Rows ::
»»

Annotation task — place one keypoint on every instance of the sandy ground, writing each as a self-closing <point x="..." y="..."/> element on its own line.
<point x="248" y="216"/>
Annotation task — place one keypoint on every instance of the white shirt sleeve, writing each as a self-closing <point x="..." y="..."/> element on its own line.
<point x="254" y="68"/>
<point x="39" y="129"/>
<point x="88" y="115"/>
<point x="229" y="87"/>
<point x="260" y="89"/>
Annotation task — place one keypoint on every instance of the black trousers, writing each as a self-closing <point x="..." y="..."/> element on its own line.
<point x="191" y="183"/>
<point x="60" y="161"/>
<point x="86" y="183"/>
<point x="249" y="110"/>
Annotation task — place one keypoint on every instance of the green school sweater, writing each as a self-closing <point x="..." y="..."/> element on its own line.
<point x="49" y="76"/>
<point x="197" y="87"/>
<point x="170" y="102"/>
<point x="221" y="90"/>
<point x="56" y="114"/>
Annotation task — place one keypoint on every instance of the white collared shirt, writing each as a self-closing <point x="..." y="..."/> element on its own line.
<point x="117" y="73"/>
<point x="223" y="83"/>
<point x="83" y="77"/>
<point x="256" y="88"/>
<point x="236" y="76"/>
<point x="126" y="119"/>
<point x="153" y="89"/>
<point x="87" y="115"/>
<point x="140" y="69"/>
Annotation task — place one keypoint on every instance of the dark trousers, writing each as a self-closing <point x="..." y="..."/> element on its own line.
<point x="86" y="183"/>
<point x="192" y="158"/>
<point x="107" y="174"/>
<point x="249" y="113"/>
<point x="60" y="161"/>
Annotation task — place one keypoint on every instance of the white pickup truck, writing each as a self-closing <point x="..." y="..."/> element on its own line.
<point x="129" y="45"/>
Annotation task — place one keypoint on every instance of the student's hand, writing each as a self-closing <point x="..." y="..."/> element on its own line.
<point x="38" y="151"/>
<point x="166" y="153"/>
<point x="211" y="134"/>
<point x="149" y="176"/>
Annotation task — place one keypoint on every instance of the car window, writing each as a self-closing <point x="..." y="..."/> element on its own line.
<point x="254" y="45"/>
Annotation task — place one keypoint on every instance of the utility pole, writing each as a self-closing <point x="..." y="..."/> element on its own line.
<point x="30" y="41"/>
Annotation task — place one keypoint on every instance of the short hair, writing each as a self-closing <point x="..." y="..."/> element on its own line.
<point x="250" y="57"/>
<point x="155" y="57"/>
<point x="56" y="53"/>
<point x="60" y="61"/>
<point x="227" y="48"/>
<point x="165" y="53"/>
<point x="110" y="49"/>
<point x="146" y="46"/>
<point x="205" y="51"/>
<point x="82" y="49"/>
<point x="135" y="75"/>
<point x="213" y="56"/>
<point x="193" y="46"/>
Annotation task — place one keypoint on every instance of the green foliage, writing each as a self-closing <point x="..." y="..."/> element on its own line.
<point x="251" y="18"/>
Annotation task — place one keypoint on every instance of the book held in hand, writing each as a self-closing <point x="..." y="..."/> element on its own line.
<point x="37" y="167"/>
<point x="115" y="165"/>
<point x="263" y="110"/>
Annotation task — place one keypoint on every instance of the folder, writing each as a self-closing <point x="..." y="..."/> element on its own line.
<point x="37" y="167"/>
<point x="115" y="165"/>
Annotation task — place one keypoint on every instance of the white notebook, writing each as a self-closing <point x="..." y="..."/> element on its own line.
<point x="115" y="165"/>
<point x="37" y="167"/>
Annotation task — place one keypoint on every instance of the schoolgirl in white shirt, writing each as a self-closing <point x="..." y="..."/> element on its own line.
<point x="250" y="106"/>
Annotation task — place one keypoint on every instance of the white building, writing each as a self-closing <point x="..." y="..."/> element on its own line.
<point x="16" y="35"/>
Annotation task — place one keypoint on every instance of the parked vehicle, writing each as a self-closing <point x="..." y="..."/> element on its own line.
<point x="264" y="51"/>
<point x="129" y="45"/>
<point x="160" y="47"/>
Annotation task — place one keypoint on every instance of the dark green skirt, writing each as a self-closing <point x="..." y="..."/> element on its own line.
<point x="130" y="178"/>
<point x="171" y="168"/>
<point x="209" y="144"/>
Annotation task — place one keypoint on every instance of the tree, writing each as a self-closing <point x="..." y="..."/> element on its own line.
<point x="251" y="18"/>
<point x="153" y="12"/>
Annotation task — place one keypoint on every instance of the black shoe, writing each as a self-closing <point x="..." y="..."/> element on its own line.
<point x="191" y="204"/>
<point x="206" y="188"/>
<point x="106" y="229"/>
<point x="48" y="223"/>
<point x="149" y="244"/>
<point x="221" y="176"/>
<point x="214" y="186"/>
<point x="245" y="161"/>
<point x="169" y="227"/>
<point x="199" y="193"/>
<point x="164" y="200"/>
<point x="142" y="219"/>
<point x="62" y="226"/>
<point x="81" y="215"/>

««
»»

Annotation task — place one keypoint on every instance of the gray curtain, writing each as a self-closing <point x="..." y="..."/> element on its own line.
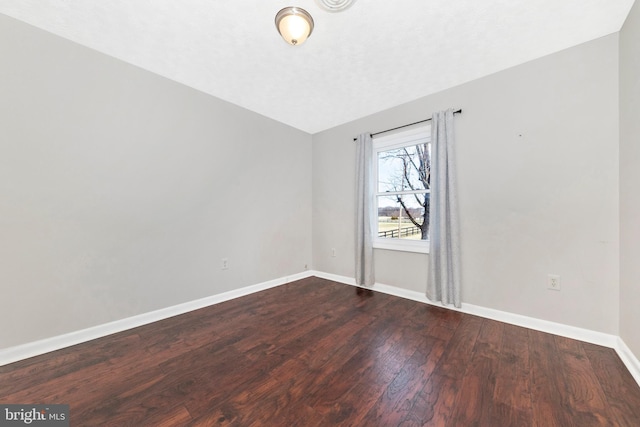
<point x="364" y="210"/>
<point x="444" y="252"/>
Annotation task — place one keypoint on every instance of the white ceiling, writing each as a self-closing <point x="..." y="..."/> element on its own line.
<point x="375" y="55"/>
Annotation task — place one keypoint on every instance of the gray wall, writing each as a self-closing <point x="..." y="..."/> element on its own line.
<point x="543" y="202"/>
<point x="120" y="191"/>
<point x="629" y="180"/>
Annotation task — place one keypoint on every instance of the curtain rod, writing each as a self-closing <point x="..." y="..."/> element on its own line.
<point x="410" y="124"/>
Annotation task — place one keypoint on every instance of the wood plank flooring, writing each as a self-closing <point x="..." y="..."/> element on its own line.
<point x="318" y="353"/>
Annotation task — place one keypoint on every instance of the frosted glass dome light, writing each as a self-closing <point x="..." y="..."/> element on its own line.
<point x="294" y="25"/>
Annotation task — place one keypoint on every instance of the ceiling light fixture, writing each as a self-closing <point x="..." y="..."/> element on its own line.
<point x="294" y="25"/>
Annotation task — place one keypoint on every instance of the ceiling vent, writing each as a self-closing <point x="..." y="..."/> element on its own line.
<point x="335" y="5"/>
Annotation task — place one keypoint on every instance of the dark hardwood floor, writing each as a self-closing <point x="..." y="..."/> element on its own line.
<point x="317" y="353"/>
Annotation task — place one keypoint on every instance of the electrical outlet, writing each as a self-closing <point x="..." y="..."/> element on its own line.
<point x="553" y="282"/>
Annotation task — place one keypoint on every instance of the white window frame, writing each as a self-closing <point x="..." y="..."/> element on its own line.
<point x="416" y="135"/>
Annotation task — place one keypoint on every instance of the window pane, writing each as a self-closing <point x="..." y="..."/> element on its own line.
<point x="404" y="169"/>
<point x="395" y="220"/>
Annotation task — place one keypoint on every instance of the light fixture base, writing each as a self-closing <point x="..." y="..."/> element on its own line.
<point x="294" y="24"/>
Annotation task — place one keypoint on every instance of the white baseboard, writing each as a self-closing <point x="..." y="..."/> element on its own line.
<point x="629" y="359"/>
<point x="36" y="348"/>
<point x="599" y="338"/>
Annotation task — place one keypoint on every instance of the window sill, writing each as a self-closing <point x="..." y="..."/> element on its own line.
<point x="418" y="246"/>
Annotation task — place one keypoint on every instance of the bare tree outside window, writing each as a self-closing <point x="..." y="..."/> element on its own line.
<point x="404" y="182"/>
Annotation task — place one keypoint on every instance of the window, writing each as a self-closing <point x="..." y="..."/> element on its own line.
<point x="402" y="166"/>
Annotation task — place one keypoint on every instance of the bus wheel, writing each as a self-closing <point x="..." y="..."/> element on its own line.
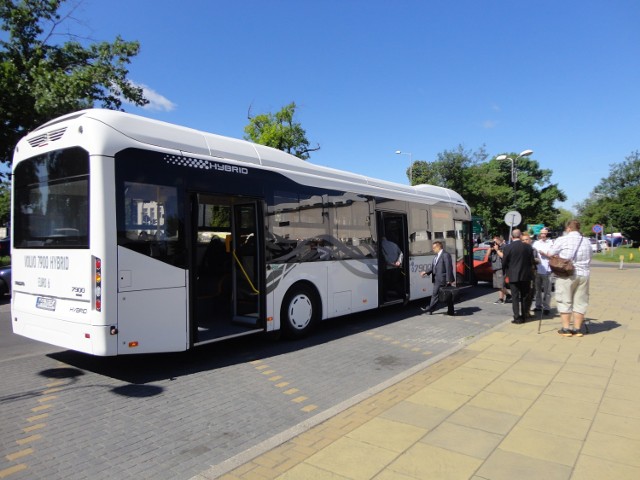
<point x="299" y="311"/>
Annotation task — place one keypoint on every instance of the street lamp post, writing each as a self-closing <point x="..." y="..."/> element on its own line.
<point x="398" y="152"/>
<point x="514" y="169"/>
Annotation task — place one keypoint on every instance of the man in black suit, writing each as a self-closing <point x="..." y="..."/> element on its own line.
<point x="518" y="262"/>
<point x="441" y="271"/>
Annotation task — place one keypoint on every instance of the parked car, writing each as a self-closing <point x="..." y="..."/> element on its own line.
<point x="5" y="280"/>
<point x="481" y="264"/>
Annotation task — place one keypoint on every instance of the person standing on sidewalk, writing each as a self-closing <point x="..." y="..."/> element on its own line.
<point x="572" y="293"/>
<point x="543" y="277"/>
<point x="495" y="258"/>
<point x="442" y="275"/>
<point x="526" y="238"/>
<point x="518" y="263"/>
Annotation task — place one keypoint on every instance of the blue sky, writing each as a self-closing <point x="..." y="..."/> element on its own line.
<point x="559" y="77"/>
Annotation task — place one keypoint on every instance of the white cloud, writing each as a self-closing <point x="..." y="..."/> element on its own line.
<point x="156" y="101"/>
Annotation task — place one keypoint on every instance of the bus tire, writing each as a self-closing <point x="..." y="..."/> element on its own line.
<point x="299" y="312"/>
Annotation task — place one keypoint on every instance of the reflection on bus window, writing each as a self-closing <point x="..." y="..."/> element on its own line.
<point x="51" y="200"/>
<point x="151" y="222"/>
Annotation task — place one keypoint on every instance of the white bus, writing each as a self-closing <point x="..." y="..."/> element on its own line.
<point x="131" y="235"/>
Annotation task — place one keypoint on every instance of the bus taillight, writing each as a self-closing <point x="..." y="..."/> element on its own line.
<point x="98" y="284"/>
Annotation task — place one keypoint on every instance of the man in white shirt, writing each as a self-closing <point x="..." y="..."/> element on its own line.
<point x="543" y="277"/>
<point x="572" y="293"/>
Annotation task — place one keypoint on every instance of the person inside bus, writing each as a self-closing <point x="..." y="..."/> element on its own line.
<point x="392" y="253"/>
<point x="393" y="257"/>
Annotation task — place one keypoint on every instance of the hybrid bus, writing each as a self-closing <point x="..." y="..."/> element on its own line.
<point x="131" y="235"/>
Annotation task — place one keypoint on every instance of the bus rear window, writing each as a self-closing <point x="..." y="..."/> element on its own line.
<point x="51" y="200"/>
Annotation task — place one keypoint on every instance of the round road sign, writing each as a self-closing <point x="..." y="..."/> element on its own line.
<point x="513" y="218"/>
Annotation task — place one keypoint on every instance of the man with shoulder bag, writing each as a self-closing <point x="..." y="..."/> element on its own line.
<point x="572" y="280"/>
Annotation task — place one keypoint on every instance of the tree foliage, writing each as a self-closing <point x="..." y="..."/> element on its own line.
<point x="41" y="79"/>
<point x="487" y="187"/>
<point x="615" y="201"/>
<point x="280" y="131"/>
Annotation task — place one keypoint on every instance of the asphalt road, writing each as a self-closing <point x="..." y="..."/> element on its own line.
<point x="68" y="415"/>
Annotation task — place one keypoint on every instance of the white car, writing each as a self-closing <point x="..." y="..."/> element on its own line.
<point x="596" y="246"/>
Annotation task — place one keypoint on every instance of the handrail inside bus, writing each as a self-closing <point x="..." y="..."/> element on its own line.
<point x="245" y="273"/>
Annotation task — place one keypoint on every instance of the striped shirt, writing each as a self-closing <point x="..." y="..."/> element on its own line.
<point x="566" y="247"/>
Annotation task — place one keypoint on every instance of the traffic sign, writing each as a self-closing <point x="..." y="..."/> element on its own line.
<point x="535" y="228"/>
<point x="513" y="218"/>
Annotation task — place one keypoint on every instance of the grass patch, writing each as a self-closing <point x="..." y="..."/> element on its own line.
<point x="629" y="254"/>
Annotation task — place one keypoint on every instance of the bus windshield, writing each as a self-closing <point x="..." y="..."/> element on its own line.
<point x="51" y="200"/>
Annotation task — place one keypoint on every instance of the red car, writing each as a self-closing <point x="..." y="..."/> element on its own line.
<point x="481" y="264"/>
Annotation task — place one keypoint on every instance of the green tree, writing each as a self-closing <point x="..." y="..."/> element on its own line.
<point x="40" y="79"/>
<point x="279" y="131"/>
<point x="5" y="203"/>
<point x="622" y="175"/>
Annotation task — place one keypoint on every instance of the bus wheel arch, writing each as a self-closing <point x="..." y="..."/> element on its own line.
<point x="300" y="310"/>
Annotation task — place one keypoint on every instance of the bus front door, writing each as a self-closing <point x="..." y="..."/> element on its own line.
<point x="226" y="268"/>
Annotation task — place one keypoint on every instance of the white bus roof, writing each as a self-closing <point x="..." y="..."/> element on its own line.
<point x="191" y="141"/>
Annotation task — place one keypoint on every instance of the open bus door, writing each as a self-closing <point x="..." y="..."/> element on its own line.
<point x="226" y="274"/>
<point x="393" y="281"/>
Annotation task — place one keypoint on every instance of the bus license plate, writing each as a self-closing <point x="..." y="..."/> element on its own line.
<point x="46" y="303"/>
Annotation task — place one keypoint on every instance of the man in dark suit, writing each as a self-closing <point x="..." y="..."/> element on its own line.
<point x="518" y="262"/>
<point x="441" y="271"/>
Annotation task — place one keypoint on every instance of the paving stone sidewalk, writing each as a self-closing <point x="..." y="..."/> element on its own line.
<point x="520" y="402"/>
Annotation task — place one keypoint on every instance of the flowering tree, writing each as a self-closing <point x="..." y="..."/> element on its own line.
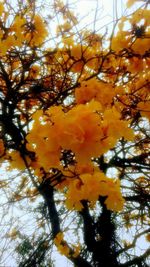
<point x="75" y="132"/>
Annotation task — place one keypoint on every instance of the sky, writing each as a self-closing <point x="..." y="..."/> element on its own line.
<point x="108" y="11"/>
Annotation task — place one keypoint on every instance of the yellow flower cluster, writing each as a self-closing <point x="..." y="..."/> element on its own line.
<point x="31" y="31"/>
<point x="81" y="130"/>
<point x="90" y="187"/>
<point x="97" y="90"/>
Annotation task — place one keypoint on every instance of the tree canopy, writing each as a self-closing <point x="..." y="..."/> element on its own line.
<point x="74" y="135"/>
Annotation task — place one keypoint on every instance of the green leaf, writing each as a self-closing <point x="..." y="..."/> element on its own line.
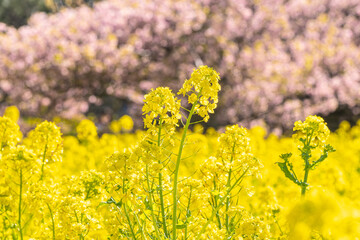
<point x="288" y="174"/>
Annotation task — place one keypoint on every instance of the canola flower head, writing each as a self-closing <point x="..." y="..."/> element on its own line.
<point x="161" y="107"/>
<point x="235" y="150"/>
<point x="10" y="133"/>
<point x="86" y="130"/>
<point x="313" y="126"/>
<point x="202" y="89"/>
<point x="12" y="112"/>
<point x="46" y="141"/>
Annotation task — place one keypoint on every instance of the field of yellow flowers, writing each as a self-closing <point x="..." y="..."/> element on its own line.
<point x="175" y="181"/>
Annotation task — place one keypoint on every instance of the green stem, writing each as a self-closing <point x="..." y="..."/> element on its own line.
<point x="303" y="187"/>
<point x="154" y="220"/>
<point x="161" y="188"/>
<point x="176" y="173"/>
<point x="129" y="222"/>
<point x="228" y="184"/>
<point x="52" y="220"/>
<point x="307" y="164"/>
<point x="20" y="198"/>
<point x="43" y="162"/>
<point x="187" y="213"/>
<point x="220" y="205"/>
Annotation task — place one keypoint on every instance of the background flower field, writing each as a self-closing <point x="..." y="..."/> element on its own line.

««
»»

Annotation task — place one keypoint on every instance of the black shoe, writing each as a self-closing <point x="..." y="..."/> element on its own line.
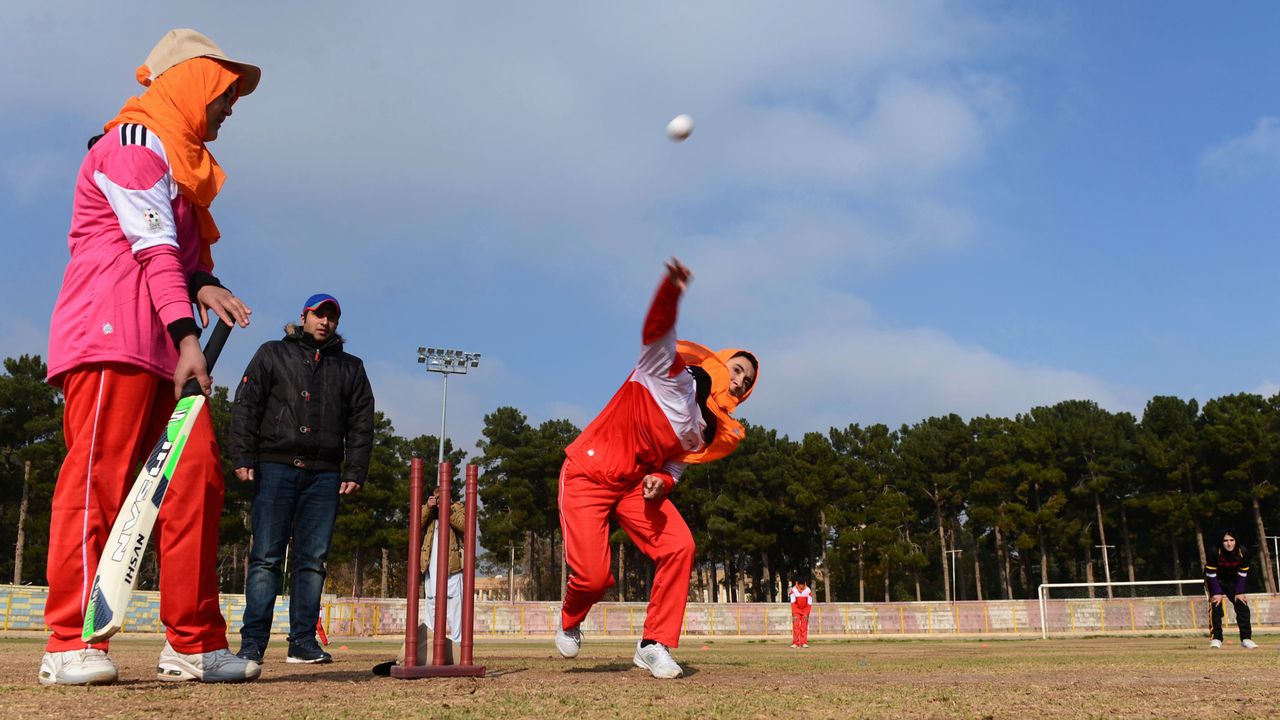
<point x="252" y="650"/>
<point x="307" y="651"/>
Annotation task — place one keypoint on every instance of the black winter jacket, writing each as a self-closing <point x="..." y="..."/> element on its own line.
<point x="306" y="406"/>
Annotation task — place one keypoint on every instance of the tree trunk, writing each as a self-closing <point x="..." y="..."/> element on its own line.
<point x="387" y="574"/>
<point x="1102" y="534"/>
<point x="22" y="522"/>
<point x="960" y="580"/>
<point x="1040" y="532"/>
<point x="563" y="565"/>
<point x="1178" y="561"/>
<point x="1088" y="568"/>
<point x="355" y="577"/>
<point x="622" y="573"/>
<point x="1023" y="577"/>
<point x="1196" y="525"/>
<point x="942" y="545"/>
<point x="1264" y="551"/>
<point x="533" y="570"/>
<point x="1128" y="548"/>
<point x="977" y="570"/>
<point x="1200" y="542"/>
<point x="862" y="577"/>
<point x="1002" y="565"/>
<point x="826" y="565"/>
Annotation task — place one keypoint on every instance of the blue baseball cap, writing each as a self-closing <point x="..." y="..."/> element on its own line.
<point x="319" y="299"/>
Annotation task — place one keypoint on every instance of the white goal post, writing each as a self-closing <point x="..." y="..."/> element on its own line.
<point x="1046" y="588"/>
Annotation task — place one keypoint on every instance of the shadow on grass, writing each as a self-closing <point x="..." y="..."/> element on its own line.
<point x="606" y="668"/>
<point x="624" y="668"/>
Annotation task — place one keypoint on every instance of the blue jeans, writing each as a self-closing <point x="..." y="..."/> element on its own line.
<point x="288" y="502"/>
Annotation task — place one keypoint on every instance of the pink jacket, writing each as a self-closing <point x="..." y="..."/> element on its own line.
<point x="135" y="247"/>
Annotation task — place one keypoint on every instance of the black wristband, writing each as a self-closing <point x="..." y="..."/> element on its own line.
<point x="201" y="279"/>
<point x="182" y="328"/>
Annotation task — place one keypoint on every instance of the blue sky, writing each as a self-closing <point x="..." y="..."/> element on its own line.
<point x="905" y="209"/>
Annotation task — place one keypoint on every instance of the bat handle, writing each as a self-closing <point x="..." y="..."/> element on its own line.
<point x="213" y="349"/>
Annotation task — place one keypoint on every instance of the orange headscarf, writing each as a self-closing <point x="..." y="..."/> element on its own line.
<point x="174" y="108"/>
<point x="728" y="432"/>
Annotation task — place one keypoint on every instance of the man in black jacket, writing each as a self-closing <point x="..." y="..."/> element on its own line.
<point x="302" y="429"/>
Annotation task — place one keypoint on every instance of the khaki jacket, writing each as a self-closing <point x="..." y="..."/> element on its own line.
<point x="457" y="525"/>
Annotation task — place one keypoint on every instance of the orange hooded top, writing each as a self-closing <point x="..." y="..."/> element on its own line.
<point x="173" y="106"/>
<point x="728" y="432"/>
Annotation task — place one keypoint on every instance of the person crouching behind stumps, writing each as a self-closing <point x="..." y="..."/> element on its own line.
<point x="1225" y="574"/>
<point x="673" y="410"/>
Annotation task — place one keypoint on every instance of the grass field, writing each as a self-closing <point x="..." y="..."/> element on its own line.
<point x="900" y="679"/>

««

What is required ::
Locate every line in the data above that contains the word "road" and copy each one out in full.

Correct result ::
Annotation task — place one keypoint on every instance of the round road sign, writing each as a self-closing <point x="..." y="..."/> element on its own line.
Annotation task — place one keypoint on every instance of the asphalt road, writing each as a self-closing <point x="..." y="..."/> element on its own line.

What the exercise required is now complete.